Referring expression pointing data:
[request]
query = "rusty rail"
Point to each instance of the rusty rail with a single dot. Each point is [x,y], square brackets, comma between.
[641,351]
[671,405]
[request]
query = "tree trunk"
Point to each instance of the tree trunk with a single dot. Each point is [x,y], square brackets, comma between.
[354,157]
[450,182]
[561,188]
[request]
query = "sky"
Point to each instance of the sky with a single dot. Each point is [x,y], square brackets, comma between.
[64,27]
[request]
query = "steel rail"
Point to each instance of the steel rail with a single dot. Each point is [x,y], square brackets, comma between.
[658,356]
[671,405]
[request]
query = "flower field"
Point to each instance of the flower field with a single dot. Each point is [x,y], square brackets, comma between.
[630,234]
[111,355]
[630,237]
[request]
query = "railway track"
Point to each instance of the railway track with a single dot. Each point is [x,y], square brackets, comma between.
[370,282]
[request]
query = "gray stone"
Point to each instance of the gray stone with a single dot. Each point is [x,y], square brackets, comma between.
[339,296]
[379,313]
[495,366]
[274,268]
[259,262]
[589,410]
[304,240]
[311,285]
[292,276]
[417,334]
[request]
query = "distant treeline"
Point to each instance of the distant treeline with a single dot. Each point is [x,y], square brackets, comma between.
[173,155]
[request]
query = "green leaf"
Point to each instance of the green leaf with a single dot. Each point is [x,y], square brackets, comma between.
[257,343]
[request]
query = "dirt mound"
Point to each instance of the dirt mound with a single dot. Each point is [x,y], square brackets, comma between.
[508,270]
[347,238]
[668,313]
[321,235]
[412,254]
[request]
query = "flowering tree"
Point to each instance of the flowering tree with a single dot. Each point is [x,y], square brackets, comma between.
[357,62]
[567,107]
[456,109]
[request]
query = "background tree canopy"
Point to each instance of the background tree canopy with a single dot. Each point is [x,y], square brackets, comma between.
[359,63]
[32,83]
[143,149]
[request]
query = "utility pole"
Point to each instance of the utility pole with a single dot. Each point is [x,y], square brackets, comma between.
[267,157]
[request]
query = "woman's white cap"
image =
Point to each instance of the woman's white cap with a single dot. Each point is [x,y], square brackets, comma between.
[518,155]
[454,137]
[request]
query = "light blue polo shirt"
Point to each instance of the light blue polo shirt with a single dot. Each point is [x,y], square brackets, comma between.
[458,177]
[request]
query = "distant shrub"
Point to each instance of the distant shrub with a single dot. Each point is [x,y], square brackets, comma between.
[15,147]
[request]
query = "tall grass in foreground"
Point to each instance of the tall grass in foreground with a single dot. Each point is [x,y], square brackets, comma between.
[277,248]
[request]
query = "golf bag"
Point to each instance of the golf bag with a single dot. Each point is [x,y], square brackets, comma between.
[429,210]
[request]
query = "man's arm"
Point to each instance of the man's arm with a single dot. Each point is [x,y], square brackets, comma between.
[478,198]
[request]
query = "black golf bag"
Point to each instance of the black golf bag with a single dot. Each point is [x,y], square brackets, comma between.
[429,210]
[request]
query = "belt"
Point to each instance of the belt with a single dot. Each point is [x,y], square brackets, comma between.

### ACTION ITEM
Faithfully copy every entry, leaving nothing out.

### RESULT OF THIS TASK
[request]
query = "rusty rail"
Point to each instance of the rusty rail with a single dot. Each point is [x,y], square brackets, comma between.
[641,351]
[671,405]
[request]
query = "tree trunk"
Point to each instance of the tree trunk with a single dot. Each point is [x,y], square brackets, comma between.
[354,157]
[450,182]
[561,188]
[request]
query = "sky"
Point to each instance of the sky with a single dot. Each point is [x,y], square brackets, comma between.
[64,27]
[request]
query = "steel rail"
Point to each instance of the steel rail with a single dot. Each point is [x,y], square brackets, comma between.
[658,356]
[671,405]
[request]
query = "flower field"
Point to each instance of the flower field with a single dot. Each point is [x,y], square brackets, comma between.
[630,234]
[111,355]
[630,237]
[request]
query = "railway track"
Point to each instance of the railway track with a single dot. Each point is [x,y], square brackets, comma between.
[370,282]
[request]
query = "gray stone"
Point to each instance of the gray stone with a single dot. Each point is [x,y], square brackets, comma between.
[339,296]
[379,313]
[495,366]
[274,268]
[259,262]
[589,410]
[304,240]
[311,285]
[292,276]
[417,334]
[request]
query = "distant treeline"
Point to each instance of the distant treeline with a single dot. Each point is [x,y], square brackets, comma between.
[173,155]
[request]
query = "green leaf"
Point to each instance of the green leaf with a single dot. Each point is [x,y], square brackets, comma between.
[257,343]
[request]
query = "dirt mound"
Point to each instance of the dirt mound with a single dot. Each point is [x,y], square brackets, comma between.
[508,270]
[347,238]
[668,313]
[321,235]
[412,254]
[request]
query = "flowering tree"
Point to each instance of the flowering tree with a single dot. Each point is [x,y], square brackets, comma between.
[357,62]
[567,107]
[456,109]
[request]
query = "background tree canopy"
Point to each instance of the background tree canopy with a single dot. Each point is [x,y], square brackets, comma between.
[359,63]
[32,83]
[143,149]
[request]
query = "utility pole"
Point to each instance of the utility pole with a single dot. Each point is [x,y], square brackets, comma between.
[267,157]
[request]
query = "woman's white cap"
image =
Point to each instance of the woman's white cap with a single dot. Each point is [x,y], square brackets, comma between.
[518,155]
[454,137]
[request]
query = "light blue polo shirt"
Point to each instance of the light blue polo shirt with a single dot. Each point is [x,y], square brackets, comma between.
[458,177]
[request]
query = "distant shrub"
Point to each instance of the distant shrub with a single dot. Each point is [x,y], square brackets, comma between.
[15,147]
[request]
query = "tall grass in foreground"
Point to each instance of the tall grass in foreground with a single dot. Each point is [x,y], square brackets, comma between.
[277,248]
[request]
query = "golf bag"
Point to each instance of the golf bag with a single dot. Each point is [x,y], square brackets, comma between.
[429,210]
[request]
query = "man's arm"
Point to each instance of the man's arm with a single dot. Each point is [x,y], square brackets, comma between.
[478,198]
[request]
query = "black golf bag"
Point to each instance of the black golf bag with a single dot. Each point is [x,y], square brackets, comma between.
[429,210]
[request]
query = "belt"
Point to each instance of the belt with a single dot. Each point is [x,y], square brackets, comma between.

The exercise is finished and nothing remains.